[Exercise directions]
Identify and copy every line below that contains the word "bush".

(Image point annotation entries)
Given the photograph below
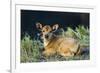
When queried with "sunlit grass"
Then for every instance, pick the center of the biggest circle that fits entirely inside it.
(31, 48)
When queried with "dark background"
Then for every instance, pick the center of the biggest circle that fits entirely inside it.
(64, 19)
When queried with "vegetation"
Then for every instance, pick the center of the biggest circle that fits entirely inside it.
(31, 48)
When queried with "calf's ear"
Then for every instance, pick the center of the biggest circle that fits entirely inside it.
(55, 27)
(38, 25)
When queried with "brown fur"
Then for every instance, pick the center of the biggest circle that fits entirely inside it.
(63, 46)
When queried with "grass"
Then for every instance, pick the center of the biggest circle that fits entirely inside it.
(31, 48)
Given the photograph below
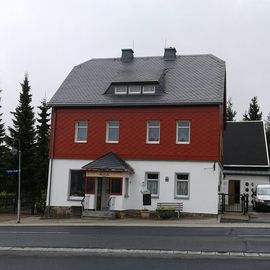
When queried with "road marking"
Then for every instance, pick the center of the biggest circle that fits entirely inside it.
(23, 232)
(144, 252)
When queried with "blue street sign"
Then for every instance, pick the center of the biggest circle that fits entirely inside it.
(12, 171)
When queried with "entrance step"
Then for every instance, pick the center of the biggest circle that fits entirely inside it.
(98, 214)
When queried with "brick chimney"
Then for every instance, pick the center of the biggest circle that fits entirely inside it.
(169, 54)
(127, 55)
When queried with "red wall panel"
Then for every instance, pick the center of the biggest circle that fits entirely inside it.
(204, 135)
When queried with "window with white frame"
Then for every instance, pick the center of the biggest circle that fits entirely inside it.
(152, 179)
(81, 128)
(183, 132)
(120, 90)
(126, 187)
(134, 89)
(149, 89)
(153, 132)
(182, 185)
(76, 187)
(112, 132)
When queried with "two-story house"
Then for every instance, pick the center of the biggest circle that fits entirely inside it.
(121, 126)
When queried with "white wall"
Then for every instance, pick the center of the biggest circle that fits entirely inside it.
(204, 179)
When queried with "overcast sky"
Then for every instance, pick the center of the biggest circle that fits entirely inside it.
(46, 38)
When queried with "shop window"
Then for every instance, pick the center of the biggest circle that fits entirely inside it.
(76, 183)
(116, 186)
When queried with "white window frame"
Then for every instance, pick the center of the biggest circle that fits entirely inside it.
(156, 180)
(108, 127)
(130, 92)
(77, 127)
(153, 91)
(177, 196)
(120, 90)
(126, 194)
(178, 127)
(147, 133)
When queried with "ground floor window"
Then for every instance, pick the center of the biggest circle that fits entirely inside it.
(90, 183)
(152, 180)
(76, 187)
(182, 185)
(126, 187)
(116, 186)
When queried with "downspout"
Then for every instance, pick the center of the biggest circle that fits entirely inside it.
(51, 163)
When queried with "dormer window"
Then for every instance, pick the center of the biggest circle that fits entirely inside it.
(134, 89)
(149, 89)
(120, 90)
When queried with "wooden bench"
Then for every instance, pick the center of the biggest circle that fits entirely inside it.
(178, 207)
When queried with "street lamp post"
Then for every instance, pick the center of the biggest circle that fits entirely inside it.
(14, 152)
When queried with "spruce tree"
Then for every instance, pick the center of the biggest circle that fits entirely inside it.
(267, 130)
(42, 152)
(253, 111)
(230, 112)
(2, 150)
(23, 132)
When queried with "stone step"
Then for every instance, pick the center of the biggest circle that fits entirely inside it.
(98, 214)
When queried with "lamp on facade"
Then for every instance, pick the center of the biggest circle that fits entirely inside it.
(15, 151)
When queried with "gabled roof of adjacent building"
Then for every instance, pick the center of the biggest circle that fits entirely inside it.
(109, 163)
(245, 144)
(184, 79)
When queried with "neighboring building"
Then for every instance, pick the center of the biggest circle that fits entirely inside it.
(122, 125)
(246, 160)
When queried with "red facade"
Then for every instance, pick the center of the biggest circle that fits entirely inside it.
(205, 133)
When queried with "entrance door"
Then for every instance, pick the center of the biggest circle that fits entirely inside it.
(102, 193)
(234, 191)
(99, 193)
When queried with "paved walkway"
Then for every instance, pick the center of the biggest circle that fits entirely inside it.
(235, 221)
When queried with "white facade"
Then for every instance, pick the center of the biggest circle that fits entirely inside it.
(204, 180)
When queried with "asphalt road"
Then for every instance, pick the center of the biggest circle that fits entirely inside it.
(20, 262)
(154, 238)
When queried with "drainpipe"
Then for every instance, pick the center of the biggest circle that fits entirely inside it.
(51, 163)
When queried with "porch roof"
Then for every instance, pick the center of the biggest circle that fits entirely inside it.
(109, 163)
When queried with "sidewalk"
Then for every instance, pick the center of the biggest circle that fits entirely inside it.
(10, 220)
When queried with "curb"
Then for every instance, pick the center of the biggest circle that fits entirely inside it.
(145, 252)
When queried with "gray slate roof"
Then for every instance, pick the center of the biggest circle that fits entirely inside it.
(190, 79)
(245, 144)
(109, 163)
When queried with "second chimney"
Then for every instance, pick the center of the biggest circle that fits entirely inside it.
(127, 55)
(169, 54)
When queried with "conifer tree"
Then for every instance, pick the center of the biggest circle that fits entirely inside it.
(42, 150)
(230, 112)
(253, 111)
(2, 150)
(267, 130)
(23, 133)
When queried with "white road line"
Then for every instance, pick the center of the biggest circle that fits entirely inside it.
(254, 235)
(22, 232)
(89, 251)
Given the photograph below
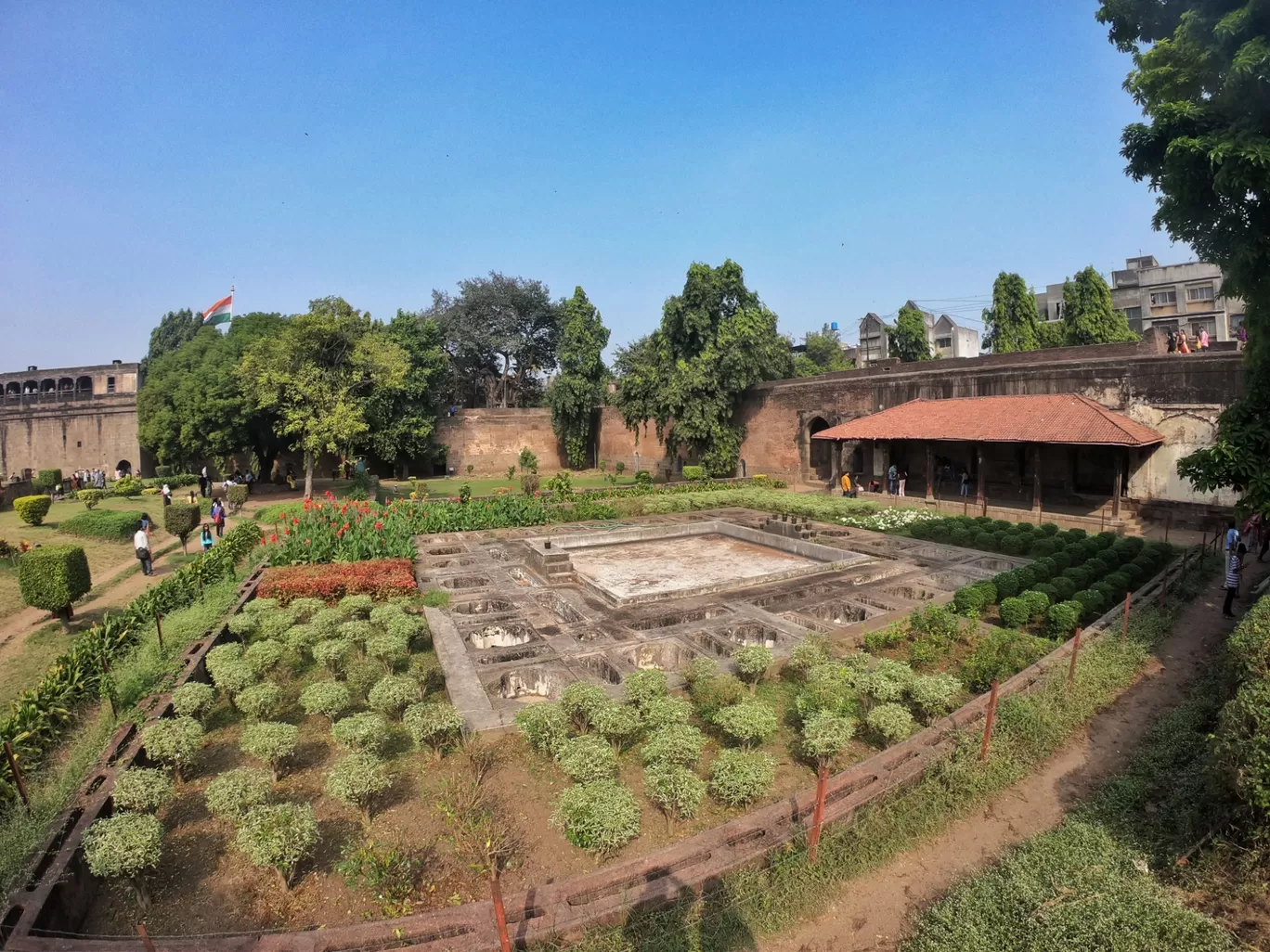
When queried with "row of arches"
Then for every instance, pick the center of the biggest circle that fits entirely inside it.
(65, 385)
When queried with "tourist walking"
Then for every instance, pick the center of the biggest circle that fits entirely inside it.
(1234, 574)
(141, 544)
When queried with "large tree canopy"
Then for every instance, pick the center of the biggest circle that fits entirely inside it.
(1087, 313)
(579, 387)
(190, 405)
(500, 334)
(1201, 76)
(1011, 323)
(717, 339)
(320, 375)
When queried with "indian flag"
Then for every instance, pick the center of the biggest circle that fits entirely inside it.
(220, 313)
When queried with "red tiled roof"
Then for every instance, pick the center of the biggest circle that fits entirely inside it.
(1059, 418)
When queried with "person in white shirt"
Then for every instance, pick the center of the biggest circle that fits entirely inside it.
(141, 542)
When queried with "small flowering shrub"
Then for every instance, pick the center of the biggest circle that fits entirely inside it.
(141, 790)
(261, 701)
(235, 792)
(601, 817)
(328, 699)
(394, 693)
(545, 727)
(269, 741)
(641, 687)
(437, 725)
(357, 779)
(175, 741)
(279, 835)
(890, 723)
(749, 724)
(193, 699)
(675, 744)
(741, 777)
(587, 758)
(673, 789)
(361, 731)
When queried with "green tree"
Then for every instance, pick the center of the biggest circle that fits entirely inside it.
(823, 353)
(404, 420)
(175, 328)
(715, 341)
(500, 334)
(1089, 316)
(1011, 323)
(908, 341)
(579, 387)
(192, 405)
(1200, 76)
(319, 375)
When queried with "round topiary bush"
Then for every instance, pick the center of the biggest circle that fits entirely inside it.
(673, 789)
(544, 727)
(601, 817)
(193, 699)
(175, 741)
(52, 578)
(269, 742)
(237, 792)
(890, 723)
(394, 693)
(261, 701)
(32, 509)
(435, 725)
(641, 687)
(328, 699)
(361, 731)
(357, 779)
(741, 777)
(749, 723)
(587, 758)
(281, 837)
(141, 790)
(123, 847)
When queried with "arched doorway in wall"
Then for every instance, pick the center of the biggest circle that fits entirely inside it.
(821, 452)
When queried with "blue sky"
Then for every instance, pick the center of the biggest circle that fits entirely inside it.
(848, 155)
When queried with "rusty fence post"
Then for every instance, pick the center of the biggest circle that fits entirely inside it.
(17, 775)
(822, 786)
(1070, 670)
(988, 723)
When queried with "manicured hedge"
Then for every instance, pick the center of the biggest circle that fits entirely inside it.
(54, 576)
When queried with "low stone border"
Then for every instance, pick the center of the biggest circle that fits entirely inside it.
(59, 889)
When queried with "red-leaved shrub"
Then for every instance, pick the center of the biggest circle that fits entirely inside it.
(380, 578)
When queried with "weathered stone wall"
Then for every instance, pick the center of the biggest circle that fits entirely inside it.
(75, 433)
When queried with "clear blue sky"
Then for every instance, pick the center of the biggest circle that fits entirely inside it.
(848, 155)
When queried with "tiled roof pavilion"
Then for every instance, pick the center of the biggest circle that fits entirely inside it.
(1058, 418)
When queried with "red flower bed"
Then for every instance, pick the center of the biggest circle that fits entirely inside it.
(380, 578)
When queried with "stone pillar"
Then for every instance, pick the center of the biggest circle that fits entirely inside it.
(982, 497)
(930, 471)
(1118, 483)
(1036, 478)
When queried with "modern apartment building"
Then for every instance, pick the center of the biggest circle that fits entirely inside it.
(1166, 296)
(945, 337)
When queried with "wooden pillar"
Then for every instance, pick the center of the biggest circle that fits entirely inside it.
(1036, 478)
(1119, 480)
(982, 497)
(930, 471)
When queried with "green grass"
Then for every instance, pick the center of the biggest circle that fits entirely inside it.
(787, 889)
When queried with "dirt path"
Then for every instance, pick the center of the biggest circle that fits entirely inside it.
(873, 913)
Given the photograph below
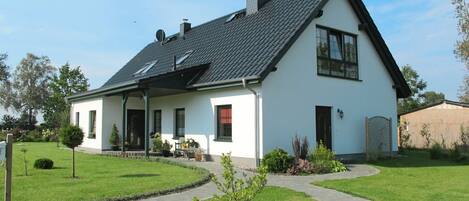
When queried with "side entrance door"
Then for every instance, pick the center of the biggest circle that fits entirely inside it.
(135, 129)
(323, 126)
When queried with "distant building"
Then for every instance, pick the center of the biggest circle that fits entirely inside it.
(444, 120)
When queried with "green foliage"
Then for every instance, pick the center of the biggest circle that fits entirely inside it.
(464, 136)
(29, 88)
(67, 82)
(238, 189)
(418, 97)
(322, 153)
(71, 136)
(277, 161)
(300, 148)
(114, 139)
(323, 160)
(44, 163)
(425, 133)
(337, 166)
(436, 151)
(25, 162)
(158, 144)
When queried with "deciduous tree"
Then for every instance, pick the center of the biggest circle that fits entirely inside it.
(29, 89)
(68, 81)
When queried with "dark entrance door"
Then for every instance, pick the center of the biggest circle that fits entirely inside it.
(135, 129)
(323, 126)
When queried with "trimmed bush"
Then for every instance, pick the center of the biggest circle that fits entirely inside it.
(322, 153)
(44, 163)
(277, 161)
(436, 151)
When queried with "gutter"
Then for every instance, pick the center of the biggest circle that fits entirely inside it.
(256, 117)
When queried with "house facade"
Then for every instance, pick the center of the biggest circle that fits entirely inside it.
(442, 120)
(248, 82)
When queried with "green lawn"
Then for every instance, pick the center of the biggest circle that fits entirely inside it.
(99, 177)
(414, 177)
(271, 193)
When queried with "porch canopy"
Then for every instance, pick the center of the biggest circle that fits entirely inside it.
(169, 83)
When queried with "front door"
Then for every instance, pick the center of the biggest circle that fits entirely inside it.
(323, 126)
(135, 129)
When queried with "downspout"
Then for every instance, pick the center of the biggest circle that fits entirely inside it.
(256, 117)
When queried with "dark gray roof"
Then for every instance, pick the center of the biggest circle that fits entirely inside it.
(246, 47)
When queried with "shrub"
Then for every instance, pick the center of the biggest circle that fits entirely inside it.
(436, 151)
(71, 136)
(322, 153)
(31, 136)
(238, 189)
(114, 138)
(300, 148)
(277, 161)
(157, 144)
(44, 163)
(425, 133)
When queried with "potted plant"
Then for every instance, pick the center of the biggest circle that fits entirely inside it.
(114, 139)
(166, 149)
(199, 155)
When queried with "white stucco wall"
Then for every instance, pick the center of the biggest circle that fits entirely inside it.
(291, 94)
(200, 111)
(84, 108)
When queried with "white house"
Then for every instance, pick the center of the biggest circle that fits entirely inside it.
(248, 82)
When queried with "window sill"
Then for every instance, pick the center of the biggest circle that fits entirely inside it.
(223, 140)
(339, 77)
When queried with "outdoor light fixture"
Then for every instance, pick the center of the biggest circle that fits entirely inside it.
(340, 113)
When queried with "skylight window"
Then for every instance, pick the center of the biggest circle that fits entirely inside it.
(235, 16)
(145, 68)
(184, 57)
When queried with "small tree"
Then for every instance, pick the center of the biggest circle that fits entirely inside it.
(114, 139)
(71, 136)
(464, 136)
(24, 150)
(238, 189)
(425, 133)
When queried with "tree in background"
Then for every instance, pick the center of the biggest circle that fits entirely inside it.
(431, 97)
(29, 88)
(68, 81)
(462, 45)
(416, 85)
(418, 97)
(71, 136)
(5, 85)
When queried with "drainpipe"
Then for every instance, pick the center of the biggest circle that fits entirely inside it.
(256, 117)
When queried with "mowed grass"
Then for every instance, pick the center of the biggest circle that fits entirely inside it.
(271, 193)
(99, 177)
(414, 177)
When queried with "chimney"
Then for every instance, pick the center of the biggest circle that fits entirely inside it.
(185, 27)
(252, 6)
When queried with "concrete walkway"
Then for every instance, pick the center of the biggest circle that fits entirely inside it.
(297, 183)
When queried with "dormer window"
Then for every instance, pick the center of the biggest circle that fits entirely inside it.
(235, 16)
(337, 53)
(142, 71)
(183, 58)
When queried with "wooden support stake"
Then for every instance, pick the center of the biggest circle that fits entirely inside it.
(8, 166)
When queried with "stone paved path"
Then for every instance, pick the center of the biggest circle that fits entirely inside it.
(297, 183)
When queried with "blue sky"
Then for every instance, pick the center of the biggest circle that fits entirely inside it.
(101, 36)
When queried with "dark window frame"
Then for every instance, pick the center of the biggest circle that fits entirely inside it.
(92, 124)
(158, 128)
(343, 61)
(77, 119)
(219, 135)
(176, 134)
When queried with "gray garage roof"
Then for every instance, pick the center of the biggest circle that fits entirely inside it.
(248, 47)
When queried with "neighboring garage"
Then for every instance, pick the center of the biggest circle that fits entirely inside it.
(443, 120)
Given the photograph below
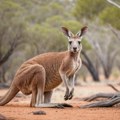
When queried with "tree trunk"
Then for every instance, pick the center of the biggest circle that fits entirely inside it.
(87, 62)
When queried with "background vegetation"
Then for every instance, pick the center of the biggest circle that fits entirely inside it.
(31, 27)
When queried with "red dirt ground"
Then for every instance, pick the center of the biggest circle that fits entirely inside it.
(18, 108)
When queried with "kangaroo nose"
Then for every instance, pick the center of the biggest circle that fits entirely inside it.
(74, 48)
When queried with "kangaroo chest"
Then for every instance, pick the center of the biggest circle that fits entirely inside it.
(74, 68)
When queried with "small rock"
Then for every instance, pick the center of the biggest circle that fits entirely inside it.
(39, 113)
(2, 117)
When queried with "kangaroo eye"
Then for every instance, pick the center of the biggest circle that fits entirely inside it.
(70, 42)
(79, 42)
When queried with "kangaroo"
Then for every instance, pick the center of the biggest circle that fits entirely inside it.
(41, 74)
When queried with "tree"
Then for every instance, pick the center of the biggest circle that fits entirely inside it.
(88, 9)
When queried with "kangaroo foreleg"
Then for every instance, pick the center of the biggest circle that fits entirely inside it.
(47, 99)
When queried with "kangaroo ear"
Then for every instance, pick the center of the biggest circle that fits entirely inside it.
(82, 32)
(67, 32)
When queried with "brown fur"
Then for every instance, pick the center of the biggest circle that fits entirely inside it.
(41, 74)
(47, 65)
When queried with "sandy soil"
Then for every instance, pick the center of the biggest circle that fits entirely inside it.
(18, 108)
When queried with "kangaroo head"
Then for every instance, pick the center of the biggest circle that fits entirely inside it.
(74, 40)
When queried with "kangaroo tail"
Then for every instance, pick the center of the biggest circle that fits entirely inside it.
(9, 95)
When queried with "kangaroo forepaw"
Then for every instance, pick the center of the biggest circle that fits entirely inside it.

[Answer in full]
When queried with "round topiary bush"
When queried with "trimmed bush"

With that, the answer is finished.